**Information**

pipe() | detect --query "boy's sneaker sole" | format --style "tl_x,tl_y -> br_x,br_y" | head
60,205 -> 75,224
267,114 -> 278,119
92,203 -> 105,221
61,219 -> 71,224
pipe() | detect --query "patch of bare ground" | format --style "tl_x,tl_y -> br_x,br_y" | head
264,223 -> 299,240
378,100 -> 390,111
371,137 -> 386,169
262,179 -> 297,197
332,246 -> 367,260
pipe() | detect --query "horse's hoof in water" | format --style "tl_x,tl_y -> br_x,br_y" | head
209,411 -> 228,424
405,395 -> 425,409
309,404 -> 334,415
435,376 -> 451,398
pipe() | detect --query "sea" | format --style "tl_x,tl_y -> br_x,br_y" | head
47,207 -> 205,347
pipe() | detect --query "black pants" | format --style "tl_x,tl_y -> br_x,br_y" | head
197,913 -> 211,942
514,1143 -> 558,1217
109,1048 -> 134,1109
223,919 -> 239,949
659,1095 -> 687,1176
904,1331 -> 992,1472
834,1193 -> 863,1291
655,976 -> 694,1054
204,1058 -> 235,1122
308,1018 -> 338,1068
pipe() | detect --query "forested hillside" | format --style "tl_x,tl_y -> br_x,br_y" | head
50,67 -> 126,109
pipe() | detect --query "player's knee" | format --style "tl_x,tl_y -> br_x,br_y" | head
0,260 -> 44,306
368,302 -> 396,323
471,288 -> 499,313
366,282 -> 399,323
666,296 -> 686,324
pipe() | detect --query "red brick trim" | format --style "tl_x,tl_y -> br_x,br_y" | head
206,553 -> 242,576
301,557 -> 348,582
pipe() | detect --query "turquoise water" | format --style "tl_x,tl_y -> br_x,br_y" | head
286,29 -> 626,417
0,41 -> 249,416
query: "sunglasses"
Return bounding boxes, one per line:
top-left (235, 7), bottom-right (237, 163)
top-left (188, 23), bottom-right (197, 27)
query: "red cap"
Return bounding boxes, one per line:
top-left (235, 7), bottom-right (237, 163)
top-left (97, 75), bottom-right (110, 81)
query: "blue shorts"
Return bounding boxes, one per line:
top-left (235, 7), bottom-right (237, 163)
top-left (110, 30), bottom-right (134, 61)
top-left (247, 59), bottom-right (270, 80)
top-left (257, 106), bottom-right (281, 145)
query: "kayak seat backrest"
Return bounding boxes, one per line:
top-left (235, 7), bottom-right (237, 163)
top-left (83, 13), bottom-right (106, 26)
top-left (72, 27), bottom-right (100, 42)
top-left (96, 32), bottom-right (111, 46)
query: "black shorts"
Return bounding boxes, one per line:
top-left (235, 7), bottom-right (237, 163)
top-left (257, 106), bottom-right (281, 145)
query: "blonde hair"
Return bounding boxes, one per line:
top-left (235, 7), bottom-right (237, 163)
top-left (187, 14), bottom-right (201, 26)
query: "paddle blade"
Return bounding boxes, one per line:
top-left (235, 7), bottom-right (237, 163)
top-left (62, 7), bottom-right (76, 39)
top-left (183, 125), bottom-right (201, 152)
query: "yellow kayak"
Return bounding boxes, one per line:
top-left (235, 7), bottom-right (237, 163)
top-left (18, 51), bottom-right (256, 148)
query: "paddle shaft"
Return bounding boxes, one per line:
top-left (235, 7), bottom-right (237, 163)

**What needs to be done**
Note each line of the material holding "kayak" and copy it out.

**Task response**
query: "kayak seat backrest"
query: "yellow kayak"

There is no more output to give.